-- Your instructions --
From the entries below, retype only the lines from the one with "Target: paved road" through the one with "Target: fresh black asphalt", exactly as written.
BEGIN
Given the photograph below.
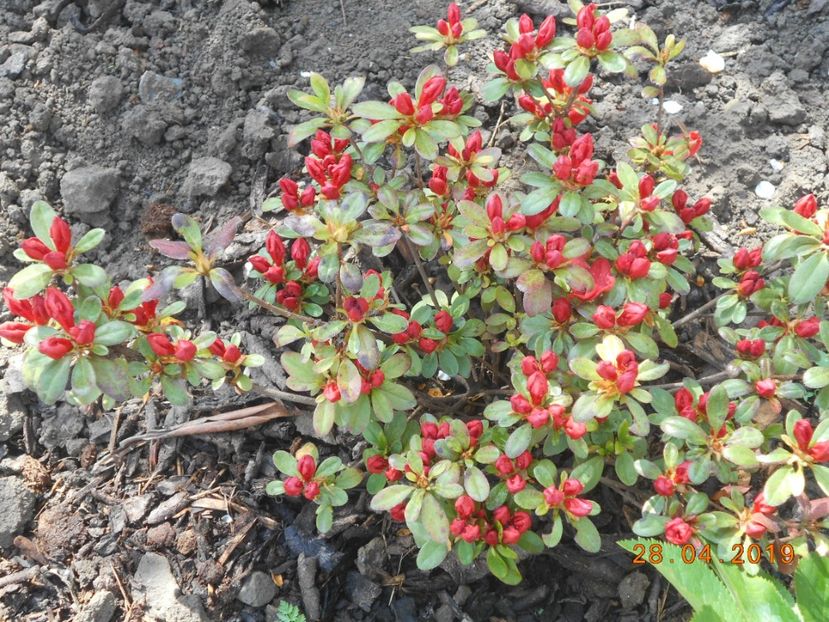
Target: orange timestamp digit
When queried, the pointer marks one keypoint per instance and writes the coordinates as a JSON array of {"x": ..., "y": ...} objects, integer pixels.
[{"x": 753, "y": 553}]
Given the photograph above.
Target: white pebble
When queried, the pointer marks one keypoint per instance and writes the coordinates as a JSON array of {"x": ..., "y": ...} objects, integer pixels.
[
  {"x": 671, "y": 107},
  {"x": 712, "y": 62},
  {"x": 765, "y": 190}
]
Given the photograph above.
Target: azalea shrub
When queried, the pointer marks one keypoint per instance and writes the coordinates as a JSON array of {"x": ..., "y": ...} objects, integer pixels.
[{"x": 529, "y": 365}]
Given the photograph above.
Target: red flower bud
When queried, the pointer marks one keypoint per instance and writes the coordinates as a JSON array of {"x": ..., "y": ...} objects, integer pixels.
[
  {"x": 185, "y": 350},
  {"x": 14, "y": 331},
  {"x": 562, "y": 310},
  {"x": 306, "y": 466},
  {"x": 678, "y": 532},
  {"x": 377, "y": 464},
  {"x": 604, "y": 317},
  {"x": 578, "y": 507},
  {"x": 766, "y": 388},
  {"x": 293, "y": 487},
  {"x": 427, "y": 345},
  {"x": 803, "y": 433},
  {"x": 464, "y": 506},
  {"x": 807, "y": 328},
  {"x": 312, "y": 491},
  {"x": 55, "y": 347},
  {"x": 331, "y": 392},
  {"x": 537, "y": 387},
  {"x": 633, "y": 313},
  {"x": 275, "y": 247},
  {"x": 664, "y": 486},
  {"x": 83, "y": 333},
  {"x": 443, "y": 321}
]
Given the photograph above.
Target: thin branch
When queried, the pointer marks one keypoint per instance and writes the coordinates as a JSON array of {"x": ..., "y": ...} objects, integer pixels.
[
  {"x": 416, "y": 257},
  {"x": 277, "y": 310},
  {"x": 697, "y": 312}
]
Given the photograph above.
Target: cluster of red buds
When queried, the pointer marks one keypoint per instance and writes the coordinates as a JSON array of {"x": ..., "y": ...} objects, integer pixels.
[
  {"x": 514, "y": 471},
  {"x": 647, "y": 200},
  {"x": 59, "y": 308},
  {"x": 228, "y": 352},
  {"x": 679, "y": 530},
  {"x": 305, "y": 484},
  {"x": 551, "y": 252},
  {"x": 328, "y": 165},
  {"x": 757, "y": 524},
  {"x": 472, "y": 524},
  {"x": 292, "y": 199},
  {"x": 750, "y": 283},
  {"x": 380, "y": 464},
  {"x": 665, "y": 248},
  {"x": 183, "y": 350},
  {"x": 529, "y": 45},
  {"x": 802, "y": 432},
  {"x": 495, "y": 211},
  {"x": 33, "y": 310},
  {"x": 565, "y": 496},
  {"x": 473, "y": 145},
  {"x": 622, "y": 372},
  {"x": 634, "y": 262},
  {"x": 806, "y": 206},
  {"x": 632, "y": 314},
  {"x": 593, "y": 34},
  {"x": 603, "y": 281},
  {"x": 577, "y": 169},
  {"x": 751, "y": 348},
  {"x": 745, "y": 259},
  {"x": 665, "y": 485},
  {"x": 689, "y": 212},
  {"x": 57, "y": 258},
  {"x": 451, "y": 27},
  {"x": 695, "y": 409},
  {"x": 421, "y": 112}
]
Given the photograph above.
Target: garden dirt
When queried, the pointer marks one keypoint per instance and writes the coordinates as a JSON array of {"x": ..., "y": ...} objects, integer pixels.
[{"x": 120, "y": 112}]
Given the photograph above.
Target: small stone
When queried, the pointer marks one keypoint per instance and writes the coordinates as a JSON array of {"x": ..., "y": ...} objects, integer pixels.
[
  {"x": 153, "y": 88},
  {"x": 712, "y": 62},
  {"x": 632, "y": 589},
  {"x": 105, "y": 93},
  {"x": 17, "y": 505},
  {"x": 261, "y": 41},
  {"x": 257, "y": 590},
  {"x": 14, "y": 65},
  {"x": 765, "y": 190},
  {"x": 207, "y": 176},
  {"x": 361, "y": 591},
  {"x": 100, "y": 608},
  {"x": 145, "y": 125},
  {"x": 89, "y": 190}
]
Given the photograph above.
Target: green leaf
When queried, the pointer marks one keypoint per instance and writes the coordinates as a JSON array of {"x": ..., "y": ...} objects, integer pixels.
[
  {"x": 577, "y": 71},
  {"x": 40, "y": 219},
  {"x": 518, "y": 441},
  {"x": 587, "y": 536},
  {"x": 434, "y": 519},
  {"x": 51, "y": 382},
  {"x": 389, "y": 497},
  {"x": 809, "y": 278},
  {"x": 431, "y": 555},
  {"x": 30, "y": 280},
  {"x": 89, "y": 275},
  {"x": 476, "y": 483}
]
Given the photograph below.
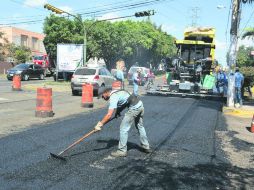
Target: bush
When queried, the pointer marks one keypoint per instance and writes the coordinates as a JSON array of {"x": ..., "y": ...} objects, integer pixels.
[
  {"x": 157, "y": 72},
  {"x": 248, "y": 73}
]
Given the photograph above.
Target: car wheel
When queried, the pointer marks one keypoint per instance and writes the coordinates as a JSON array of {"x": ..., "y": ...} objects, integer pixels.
[
  {"x": 75, "y": 92},
  {"x": 41, "y": 77},
  {"x": 26, "y": 77}
]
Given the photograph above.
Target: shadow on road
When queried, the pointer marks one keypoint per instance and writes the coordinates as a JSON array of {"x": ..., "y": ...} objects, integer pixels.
[{"x": 159, "y": 175}]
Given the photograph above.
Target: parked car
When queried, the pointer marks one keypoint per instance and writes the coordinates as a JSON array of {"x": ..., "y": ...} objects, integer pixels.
[
  {"x": 144, "y": 72},
  {"x": 113, "y": 72},
  {"x": 99, "y": 77},
  {"x": 27, "y": 71}
]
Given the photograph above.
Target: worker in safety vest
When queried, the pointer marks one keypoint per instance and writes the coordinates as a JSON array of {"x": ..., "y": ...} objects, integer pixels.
[
  {"x": 118, "y": 101},
  {"x": 136, "y": 81},
  {"x": 239, "y": 80}
]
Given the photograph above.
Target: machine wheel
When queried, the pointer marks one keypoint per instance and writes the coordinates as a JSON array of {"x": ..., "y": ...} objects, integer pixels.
[{"x": 26, "y": 77}]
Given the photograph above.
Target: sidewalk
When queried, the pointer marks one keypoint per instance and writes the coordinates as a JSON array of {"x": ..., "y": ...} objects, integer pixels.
[
  {"x": 236, "y": 139},
  {"x": 246, "y": 111}
]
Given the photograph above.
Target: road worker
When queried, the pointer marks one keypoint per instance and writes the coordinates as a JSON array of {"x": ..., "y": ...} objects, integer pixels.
[
  {"x": 119, "y": 72},
  {"x": 136, "y": 81},
  {"x": 239, "y": 80},
  {"x": 118, "y": 101}
]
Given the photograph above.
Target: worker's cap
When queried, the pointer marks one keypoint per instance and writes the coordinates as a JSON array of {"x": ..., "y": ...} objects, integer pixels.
[{"x": 102, "y": 90}]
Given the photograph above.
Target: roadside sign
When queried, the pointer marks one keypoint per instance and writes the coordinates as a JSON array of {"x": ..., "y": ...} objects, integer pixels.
[{"x": 69, "y": 56}]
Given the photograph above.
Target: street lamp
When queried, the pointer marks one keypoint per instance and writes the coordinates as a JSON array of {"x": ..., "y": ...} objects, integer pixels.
[{"x": 59, "y": 11}]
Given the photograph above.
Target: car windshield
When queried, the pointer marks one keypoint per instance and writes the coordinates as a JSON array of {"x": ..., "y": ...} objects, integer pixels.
[
  {"x": 38, "y": 57},
  {"x": 133, "y": 69},
  {"x": 21, "y": 66},
  {"x": 85, "y": 71}
]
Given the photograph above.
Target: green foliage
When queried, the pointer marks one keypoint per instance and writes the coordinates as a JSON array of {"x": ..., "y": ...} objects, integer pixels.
[
  {"x": 22, "y": 54},
  {"x": 244, "y": 58},
  {"x": 140, "y": 42},
  {"x": 3, "y": 46},
  {"x": 248, "y": 73}
]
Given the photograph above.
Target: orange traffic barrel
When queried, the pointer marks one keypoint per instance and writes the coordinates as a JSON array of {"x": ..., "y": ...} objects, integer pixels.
[
  {"x": 16, "y": 83},
  {"x": 87, "y": 95},
  {"x": 252, "y": 125},
  {"x": 44, "y": 103},
  {"x": 117, "y": 85}
]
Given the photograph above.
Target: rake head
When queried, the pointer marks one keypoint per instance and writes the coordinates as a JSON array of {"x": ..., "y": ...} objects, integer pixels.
[{"x": 57, "y": 157}]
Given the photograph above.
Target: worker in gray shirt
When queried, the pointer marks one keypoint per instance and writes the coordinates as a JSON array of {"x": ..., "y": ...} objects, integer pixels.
[{"x": 118, "y": 101}]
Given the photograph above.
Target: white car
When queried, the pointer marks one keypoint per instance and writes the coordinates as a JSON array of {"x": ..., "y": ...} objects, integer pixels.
[{"x": 97, "y": 76}]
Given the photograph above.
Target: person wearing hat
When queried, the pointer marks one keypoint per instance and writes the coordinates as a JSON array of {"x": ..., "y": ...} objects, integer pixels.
[
  {"x": 119, "y": 72},
  {"x": 136, "y": 80},
  {"x": 239, "y": 79},
  {"x": 118, "y": 101}
]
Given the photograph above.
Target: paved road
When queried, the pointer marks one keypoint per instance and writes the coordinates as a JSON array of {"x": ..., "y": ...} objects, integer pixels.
[
  {"x": 182, "y": 132},
  {"x": 6, "y": 85}
]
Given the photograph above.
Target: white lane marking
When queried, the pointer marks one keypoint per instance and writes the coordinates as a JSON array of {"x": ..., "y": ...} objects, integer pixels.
[{"x": 3, "y": 99}]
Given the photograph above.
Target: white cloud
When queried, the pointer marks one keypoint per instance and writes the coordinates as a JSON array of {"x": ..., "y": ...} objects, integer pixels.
[
  {"x": 168, "y": 28},
  {"x": 109, "y": 16},
  {"x": 35, "y": 3},
  {"x": 220, "y": 45},
  {"x": 66, "y": 8}
]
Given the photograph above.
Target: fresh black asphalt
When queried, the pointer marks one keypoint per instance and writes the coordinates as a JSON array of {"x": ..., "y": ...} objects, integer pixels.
[{"x": 182, "y": 132}]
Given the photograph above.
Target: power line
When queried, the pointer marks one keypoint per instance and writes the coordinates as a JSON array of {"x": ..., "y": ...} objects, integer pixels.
[
  {"x": 125, "y": 7},
  {"x": 247, "y": 23},
  {"x": 229, "y": 11}
]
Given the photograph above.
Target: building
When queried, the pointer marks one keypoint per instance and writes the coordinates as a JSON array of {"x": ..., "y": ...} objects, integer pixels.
[{"x": 26, "y": 38}]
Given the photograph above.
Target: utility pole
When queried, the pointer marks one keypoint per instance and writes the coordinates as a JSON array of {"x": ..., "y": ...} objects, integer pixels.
[
  {"x": 235, "y": 22},
  {"x": 194, "y": 16}
]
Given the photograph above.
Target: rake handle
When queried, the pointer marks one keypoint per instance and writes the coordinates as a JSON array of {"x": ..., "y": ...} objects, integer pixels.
[
  {"x": 78, "y": 141},
  {"x": 81, "y": 139}
]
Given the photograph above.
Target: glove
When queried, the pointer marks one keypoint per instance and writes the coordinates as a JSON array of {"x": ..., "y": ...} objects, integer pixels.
[
  {"x": 98, "y": 126},
  {"x": 118, "y": 114}
]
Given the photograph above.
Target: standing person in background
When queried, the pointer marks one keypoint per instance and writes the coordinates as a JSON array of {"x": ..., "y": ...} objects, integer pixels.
[
  {"x": 120, "y": 65},
  {"x": 239, "y": 79},
  {"x": 221, "y": 81},
  {"x": 225, "y": 87},
  {"x": 136, "y": 81}
]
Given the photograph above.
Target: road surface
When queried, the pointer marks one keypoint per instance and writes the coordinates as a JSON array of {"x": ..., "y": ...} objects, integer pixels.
[{"x": 183, "y": 134}]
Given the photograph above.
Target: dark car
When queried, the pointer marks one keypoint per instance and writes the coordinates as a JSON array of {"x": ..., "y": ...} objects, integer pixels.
[
  {"x": 27, "y": 71},
  {"x": 143, "y": 75}
]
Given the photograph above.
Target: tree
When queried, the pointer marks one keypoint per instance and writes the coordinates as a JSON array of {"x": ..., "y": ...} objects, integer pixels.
[
  {"x": 3, "y": 46},
  {"x": 244, "y": 57},
  {"x": 249, "y": 33},
  {"x": 22, "y": 54},
  {"x": 132, "y": 41}
]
END
-- Written solution --
Target: paved road
When queried, the pointer marks one keypoint per instance and writes the coordinates as a JSON array of {"x": ..., "y": ...} objects, integer pixels.
[
  {"x": 182, "y": 132},
  {"x": 6, "y": 85}
]
Given the photograph above.
Target: white lane marking
When queried, the pointer marks one keypoint per instance and writes the coordinates as a JSON array of {"x": ..., "y": ...} objects, integer pixels.
[{"x": 3, "y": 99}]
Given the photograph above.
Target: white cloud
When queried, the pointer marks one keypoint per instance and writes the coordinates as a JSON array of {"x": ..., "y": ...} objects, integer pixels.
[
  {"x": 168, "y": 28},
  {"x": 109, "y": 16},
  {"x": 35, "y": 3},
  {"x": 220, "y": 45},
  {"x": 66, "y": 8}
]
Given the photograph above.
Target: fresh black asphalt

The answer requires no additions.